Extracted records
▼▼▼

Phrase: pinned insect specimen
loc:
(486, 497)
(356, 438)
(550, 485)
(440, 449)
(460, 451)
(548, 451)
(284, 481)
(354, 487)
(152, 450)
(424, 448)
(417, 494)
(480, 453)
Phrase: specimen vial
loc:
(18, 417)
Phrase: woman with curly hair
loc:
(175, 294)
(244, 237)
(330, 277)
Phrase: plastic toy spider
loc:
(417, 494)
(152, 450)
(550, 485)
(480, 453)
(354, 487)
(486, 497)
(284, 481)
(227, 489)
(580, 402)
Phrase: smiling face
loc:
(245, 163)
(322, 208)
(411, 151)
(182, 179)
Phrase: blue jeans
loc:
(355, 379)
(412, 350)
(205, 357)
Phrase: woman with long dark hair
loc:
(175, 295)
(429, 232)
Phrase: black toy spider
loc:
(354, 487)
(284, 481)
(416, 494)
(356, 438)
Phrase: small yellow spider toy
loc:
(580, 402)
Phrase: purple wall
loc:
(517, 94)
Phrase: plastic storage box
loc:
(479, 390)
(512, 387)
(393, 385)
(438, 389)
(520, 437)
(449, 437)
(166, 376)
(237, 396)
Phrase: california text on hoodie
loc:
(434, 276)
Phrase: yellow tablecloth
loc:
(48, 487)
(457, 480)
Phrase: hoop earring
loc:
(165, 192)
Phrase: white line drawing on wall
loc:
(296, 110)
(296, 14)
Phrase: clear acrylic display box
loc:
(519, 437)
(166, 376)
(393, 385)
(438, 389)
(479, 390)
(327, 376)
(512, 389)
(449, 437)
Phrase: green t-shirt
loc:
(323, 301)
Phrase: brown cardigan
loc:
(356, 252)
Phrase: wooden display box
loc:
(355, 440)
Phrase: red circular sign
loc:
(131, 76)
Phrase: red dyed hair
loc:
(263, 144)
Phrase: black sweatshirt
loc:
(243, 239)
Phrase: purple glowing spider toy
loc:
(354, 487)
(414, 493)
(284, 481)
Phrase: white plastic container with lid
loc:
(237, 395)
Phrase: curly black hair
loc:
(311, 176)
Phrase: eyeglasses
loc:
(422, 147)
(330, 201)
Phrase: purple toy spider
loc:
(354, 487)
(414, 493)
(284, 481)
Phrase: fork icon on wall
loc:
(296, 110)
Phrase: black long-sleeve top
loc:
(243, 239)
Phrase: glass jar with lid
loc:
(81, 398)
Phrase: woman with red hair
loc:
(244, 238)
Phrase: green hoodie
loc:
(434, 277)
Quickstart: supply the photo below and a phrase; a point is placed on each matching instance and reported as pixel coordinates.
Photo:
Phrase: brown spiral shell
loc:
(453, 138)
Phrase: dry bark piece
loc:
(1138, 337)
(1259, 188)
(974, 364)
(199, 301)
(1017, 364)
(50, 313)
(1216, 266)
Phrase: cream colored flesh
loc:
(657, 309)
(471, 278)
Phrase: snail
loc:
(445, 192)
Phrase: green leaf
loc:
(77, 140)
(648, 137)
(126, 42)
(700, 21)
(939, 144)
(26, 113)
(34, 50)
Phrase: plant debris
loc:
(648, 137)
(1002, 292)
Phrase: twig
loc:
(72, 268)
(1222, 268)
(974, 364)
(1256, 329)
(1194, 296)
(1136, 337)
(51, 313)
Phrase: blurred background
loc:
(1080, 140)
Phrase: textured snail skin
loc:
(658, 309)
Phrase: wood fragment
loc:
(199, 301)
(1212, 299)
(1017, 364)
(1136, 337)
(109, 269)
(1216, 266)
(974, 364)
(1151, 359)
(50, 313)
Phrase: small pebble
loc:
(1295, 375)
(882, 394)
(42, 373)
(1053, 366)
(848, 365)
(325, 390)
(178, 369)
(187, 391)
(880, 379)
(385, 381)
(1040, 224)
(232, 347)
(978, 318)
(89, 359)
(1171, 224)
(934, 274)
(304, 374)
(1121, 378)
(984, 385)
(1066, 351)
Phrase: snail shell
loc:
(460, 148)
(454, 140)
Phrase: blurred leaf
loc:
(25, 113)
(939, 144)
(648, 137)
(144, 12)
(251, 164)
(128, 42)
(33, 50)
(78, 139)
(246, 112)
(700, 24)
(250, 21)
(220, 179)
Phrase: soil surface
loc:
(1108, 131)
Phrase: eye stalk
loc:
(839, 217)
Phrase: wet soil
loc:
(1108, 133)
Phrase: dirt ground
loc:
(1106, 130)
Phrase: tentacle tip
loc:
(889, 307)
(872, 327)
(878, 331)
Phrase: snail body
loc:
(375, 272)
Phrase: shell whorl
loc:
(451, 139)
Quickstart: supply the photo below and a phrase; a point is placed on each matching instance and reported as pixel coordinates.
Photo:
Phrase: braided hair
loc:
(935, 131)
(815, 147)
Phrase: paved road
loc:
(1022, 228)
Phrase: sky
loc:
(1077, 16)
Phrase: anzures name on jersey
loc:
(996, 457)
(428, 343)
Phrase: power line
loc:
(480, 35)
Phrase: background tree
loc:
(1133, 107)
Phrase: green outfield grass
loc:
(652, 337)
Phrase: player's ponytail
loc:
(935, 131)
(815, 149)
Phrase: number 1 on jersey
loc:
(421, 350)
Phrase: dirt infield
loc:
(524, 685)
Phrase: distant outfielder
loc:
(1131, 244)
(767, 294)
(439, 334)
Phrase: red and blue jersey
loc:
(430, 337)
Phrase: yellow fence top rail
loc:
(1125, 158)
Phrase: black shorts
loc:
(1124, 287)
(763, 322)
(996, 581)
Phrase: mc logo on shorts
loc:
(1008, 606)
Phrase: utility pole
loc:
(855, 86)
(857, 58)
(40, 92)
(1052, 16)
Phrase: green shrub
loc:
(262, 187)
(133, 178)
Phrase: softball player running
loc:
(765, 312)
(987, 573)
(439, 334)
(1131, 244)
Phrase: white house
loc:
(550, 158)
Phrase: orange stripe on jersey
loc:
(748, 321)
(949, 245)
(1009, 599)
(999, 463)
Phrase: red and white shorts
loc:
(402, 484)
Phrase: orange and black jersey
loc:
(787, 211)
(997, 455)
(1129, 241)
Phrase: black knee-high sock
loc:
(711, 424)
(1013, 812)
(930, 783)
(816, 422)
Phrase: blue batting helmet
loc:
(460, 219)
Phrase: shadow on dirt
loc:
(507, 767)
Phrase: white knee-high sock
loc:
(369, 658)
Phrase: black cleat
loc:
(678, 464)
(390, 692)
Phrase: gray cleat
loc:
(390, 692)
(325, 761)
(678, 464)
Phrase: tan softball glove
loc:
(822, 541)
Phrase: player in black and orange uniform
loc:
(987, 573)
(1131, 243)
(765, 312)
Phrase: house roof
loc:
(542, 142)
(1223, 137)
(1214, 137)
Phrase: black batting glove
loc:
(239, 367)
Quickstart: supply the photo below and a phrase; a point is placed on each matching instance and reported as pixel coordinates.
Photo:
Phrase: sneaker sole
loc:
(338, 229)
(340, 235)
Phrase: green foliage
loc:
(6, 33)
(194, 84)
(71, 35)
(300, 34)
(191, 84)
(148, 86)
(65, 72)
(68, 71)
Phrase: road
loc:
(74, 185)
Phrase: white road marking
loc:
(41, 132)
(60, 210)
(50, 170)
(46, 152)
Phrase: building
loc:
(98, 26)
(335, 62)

▲▲▲

## Task prompt
Retype every line of the material above without changing anything.

## Correct response
Phrase: pinned insect specimen
loc:
(486, 497)
(356, 438)
(550, 485)
(440, 449)
(460, 451)
(548, 451)
(284, 481)
(354, 487)
(152, 450)
(424, 448)
(417, 494)
(480, 453)
Phrase: specimen vial
loc:
(18, 417)
Phrase: woman with curly hair
loc:
(175, 294)
(244, 237)
(330, 277)
Phrase: plastic toy spider
loc:
(417, 494)
(152, 450)
(550, 485)
(480, 453)
(354, 487)
(486, 497)
(284, 481)
(227, 489)
(580, 402)
Phrase: smiling face
loc:
(245, 163)
(322, 208)
(411, 151)
(182, 179)
Phrase: blue jeans
loc:
(355, 379)
(412, 350)
(205, 357)
Phrase: woman with long dark hair
loc:
(175, 295)
(429, 232)
Phrase: black toy spider
loc:
(354, 487)
(284, 481)
(416, 494)
(356, 438)
Phrase: small yellow spider toy
loc:
(580, 402)
Phrase: purple wall
loc:
(517, 94)
Phrase: plastic storage box
loc:
(479, 390)
(512, 387)
(393, 385)
(438, 389)
(520, 437)
(449, 437)
(166, 376)
(237, 396)
Phrase: california text on hoodie
loc:
(434, 276)
Phrase: yellow tablecloth
loc:
(48, 487)
(457, 480)
Phrase: hoop earring
loc:
(165, 192)
Phrase: white line drawing on wall
loc:
(296, 110)
(296, 14)
Phrase: clear acrylic display box
loc:
(519, 437)
(166, 376)
(393, 385)
(438, 389)
(479, 390)
(327, 376)
(512, 389)
(449, 437)
Phrase: green t-shirt
loc:
(323, 301)
Phrase: brown cardigan
loc:
(356, 252)
Phrase: wooden display box
loc:
(355, 440)
Phrase: red circular sign
loc:
(131, 76)
Phrase: red dyed hair
loc:
(263, 144)
Phrase: black sweatshirt
loc:
(243, 239)
Phrase: purple glowing spider toy
loc:
(354, 487)
(414, 493)
(284, 481)
Phrase: white plastic container with lid
loc:
(237, 395)
Phrase: curly black hair
loc:
(311, 176)
Phrase: eyeglasses
loc:
(422, 147)
(330, 201)
Phrase: purple toy spider
loc:
(354, 487)
(414, 493)
(284, 481)
Phrase: fork icon on wall
loc:
(296, 110)
Phrase: black long-sleeve top
loc:
(243, 239)
Phrase: glass jar with lid
loc:
(81, 398)
Phrase: woman with red hair
loc:
(244, 238)
Phrase: green hoodie
loc:
(434, 277)
Quickstart: supply the photo below and a phrase; a point is placed on each matching instance and reported as pixel coordinates.
Photo:
Phrase: brown spiral shell
loc:
(453, 138)
Phrase: dry bark piece
loc:
(1138, 337)
(1259, 188)
(974, 364)
(199, 301)
(1017, 364)
(50, 313)
(1216, 266)
Phrase: cream colored flesh
loc:
(657, 309)
(471, 278)
Phrase: snail
loc:
(445, 192)
Phrase: green leaf
loc:
(77, 140)
(648, 137)
(126, 42)
(700, 21)
(939, 144)
(26, 113)
(34, 50)
Phrase: plant debris
loc:
(648, 137)
(1002, 292)
Phrase: twig
loc:
(72, 268)
(1222, 268)
(974, 364)
(1256, 329)
(1194, 296)
(1136, 337)
(51, 313)
Phrase: blurred background
loc:
(1080, 140)
Phrase: textured snail skin
loc:
(658, 309)
Phrase: wood fragment
loc:
(199, 301)
(1212, 299)
(1017, 364)
(1136, 337)
(109, 269)
(1216, 266)
(974, 364)
(1151, 359)
(50, 313)
Phrase: small pebble
loc:
(1295, 375)
(882, 394)
(42, 373)
(1053, 366)
(848, 365)
(325, 390)
(178, 369)
(187, 391)
(880, 379)
(385, 381)
(1040, 224)
(232, 347)
(978, 318)
(89, 359)
(1171, 224)
(934, 274)
(304, 374)
(1121, 378)
(984, 385)
(1066, 351)
Phrase: snail shell
loc:
(460, 148)
(454, 140)
Phrase: blurred leaf
loc:
(25, 113)
(939, 144)
(648, 137)
(144, 12)
(251, 164)
(128, 42)
(33, 50)
(78, 139)
(246, 112)
(700, 24)
(250, 21)
(220, 179)
Phrase: soil surface
loc:
(1108, 131)
Phrase: eye stalk
loc:
(839, 217)
Phrase: wet soil
loc:
(1108, 133)
Phrase: dirt ground
loc:
(1106, 130)
Phrase: tentacle tip
loc:
(889, 307)
(872, 327)
(878, 331)
Phrase: snail body
loc:
(375, 272)
Phrase: shell whorl
loc:
(451, 139)
Quickstart: supply the photo below and a phrase; a point is placed on each matching instance and reported as pixel coordinates.
Photo:
Phrase: braided hair
loc:
(935, 131)
(815, 147)
Phrase: paved road
loc:
(1022, 228)
Phrase: sky
loc:
(1077, 16)
Phrase: anzures name on jersey
loc:
(996, 457)
(428, 343)
Phrase: power line
loc:
(480, 35)
Phrase: background tree
loc:
(1133, 107)
Phrase: green outfield grass
loc:
(652, 337)
Phrase: player's ponytail
loc:
(935, 131)
(815, 149)
Phrase: number 1 on jersey
loc:
(421, 350)
Phrase: dirt infield
loc:
(524, 685)
Phrase: distant outfielder
loc:
(1131, 244)
(767, 294)
(439, 334)
Phrase: red and blue jersey
loc:
(430, 337)
Phrase: yellow fence top rail
loc:
(1125, 158)
Phrase: black shorts
loc:
(1124, 287)
(763, 322)
(996, 581)
Phrase: mc logo on shorts
loc:
(1008, 606)
Phrase: utility pole
loc:
(855, 86)
(857, 58)
(40, 92)
(1052, 16)
Phrase: green shrub
loc:
(262, 187)
(133, 178)
Phrase: softball player running
loc:
(765, 312)
(987, 573)
(439, 334)
(1131, 244)
Phrase: white house
loc:
(550, 158)
Phrase: orange stripe on jersey
loc:
(748, 321)
(949, 245)
(1009, 599)
(999, 463)
Phrase: red and white shorts
loc:
(402, 484)
Phrase: orange and black jersey
loc:
(787, 211)
(997, 455)
(1129, 241)
Phrase: black knee-high sock
loc:
(711, 424)
(1013, 812)
(930, 783)
(816, 422)
Phrase: blue batting helmet
loc:
(460, 219)
Phrase: shadow on dirt
loc:
(507, 767)
Phrase: white knee-high sock
loc:
(369, 658)
Phrase: black cleat
loc:
(678, 464)
(390, 692)
Phrase: gray cleat
loc:
(390, 692)
(325, 761)
(678, 464)
Phrase: tan softball glove
loc:
(822, 541)
Phrase: player in black and orange uniform
loc:
(987, 573)
(1131, 243)
(765, 312)
Phrase: house roof
loc:
(542, 142)
(1223, 137)
(1214, 137)
Phrase: black batting glove
loc:
(239, 367)
Quickstart: supply the photo below and a phrase; a point is placed on each matching instance and reported as pixel coordinates.
Photo:
Phrase: sneaker sole
loc:
(338, 229)
(340, 235)
Phrase: green foliage
loc:
(6, 33)
(194, 84)
(71, 35)
(300, 34)
(191, 84)
(148, 86)
(65, 72)
(68, 71)
Phrase: road
loc:
(74, 185)
Phrase: white road marking
loc:
(41, 132)
(60, 210)
(50, 170)
(46, 152)
Phrase: building
loc:
(98, 26)
(335, 62)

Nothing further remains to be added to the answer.